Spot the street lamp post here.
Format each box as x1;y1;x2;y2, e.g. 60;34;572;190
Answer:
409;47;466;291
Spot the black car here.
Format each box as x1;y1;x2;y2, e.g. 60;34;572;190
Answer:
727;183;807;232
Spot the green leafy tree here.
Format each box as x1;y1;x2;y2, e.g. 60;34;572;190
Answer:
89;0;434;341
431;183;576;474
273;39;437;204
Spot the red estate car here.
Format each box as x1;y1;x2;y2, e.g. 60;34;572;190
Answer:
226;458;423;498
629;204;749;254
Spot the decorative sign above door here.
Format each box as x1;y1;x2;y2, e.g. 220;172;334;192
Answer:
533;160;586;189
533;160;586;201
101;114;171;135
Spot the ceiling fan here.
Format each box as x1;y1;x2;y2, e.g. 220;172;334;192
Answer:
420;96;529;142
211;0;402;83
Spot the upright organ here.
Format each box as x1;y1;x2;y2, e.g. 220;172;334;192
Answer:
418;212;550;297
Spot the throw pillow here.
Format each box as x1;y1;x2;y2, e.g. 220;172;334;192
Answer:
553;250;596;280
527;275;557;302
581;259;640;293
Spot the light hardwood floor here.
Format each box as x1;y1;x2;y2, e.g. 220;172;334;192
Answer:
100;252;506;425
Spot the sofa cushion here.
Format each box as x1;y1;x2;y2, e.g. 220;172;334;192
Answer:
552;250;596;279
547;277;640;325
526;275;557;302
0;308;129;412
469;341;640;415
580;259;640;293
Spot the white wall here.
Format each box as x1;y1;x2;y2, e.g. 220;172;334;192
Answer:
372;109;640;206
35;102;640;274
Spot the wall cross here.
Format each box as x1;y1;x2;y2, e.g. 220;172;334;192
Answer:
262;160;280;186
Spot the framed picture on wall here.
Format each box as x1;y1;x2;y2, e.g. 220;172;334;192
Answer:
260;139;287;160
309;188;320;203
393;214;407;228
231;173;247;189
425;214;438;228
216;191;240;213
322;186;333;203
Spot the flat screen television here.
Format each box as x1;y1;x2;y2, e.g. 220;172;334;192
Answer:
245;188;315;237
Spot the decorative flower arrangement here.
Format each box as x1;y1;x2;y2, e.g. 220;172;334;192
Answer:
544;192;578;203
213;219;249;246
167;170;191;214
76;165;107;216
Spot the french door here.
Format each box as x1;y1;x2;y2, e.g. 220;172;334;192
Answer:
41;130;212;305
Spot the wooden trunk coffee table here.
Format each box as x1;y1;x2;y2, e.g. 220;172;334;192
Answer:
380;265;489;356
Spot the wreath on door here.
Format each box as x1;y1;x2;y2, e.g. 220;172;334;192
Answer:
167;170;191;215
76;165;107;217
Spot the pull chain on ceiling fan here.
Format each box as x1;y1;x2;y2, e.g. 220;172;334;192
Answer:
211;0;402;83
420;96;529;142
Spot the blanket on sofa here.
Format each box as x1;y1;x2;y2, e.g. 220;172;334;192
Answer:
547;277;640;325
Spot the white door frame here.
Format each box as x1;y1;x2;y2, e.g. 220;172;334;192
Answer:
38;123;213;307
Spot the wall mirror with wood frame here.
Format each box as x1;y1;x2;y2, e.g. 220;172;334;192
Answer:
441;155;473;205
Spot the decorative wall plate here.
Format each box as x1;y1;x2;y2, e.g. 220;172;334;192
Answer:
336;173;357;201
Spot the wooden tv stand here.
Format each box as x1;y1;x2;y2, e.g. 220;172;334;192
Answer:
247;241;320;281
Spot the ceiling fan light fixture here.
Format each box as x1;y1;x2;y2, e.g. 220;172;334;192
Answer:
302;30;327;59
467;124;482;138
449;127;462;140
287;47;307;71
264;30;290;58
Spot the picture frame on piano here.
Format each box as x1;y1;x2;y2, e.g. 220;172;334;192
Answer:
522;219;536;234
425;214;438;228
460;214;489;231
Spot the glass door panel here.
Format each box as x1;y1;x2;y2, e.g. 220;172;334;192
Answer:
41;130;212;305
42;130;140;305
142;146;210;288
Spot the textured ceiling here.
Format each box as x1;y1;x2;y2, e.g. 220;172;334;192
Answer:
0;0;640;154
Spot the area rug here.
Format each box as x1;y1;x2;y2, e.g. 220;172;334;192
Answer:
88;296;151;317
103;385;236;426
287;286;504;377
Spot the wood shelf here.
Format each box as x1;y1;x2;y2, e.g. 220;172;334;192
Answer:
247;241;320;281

* * * * * * * * *

Exercise brief:
Copy out every line from the one containing "Spot the upright organ here." through the one containing "245;188;315;237", requests included. Raise each box coordinate in the answers by 107.

Full output:
Spot the upright organ here.
Format each box as x1;y1;x2;y2, e.g. 220;172;334;192
Answer:
525;319;657;404
Spot the throw pillow here.
Format each box as x1;y1;x2;y2, e.g. 220;172;334;192
Answer:
660;357;703;387
634;382;664;409
688;366;747;400
Spot the light hardwood floor here.
Format each box as x1;y1;x2;y2, e.g. 220;172;334;192
Answer:
207;359;613;532
Spot the sofa cushion here.
Format each box as x1;y1;x2;y2, e.g. 220;172;334;192
Answer:
659;357;703;386
654;384;747;432
633;382;664;409
107;415;236;519
576;448;747;522
687;366;747;400
Spot the white wall here.
Format each box as x1;y1;x2;y2, e.g. 220;172;334;192
Answer:
479;216;747;313
142;209;747;381
Spot the wall cross here.
Format each box as x1;y1;x2;y2, e.g. 220;172;334;192
Answer:
369;267;387;293
Spot the framed picture on wall here.
Format each box as x1;y1;x2;y2, e.g. 220;172;334;192
Answer:
367;246;394;267
416;295;427;310
500;321;514;335
338;280;354;296
532;321;545;335
323;298;347;320
429;293;440;310
Spot the flat screen television here.
Format each box as x1;y1;x2;y2, e.g. 220;172;334;192
Answer:
352;295;422;344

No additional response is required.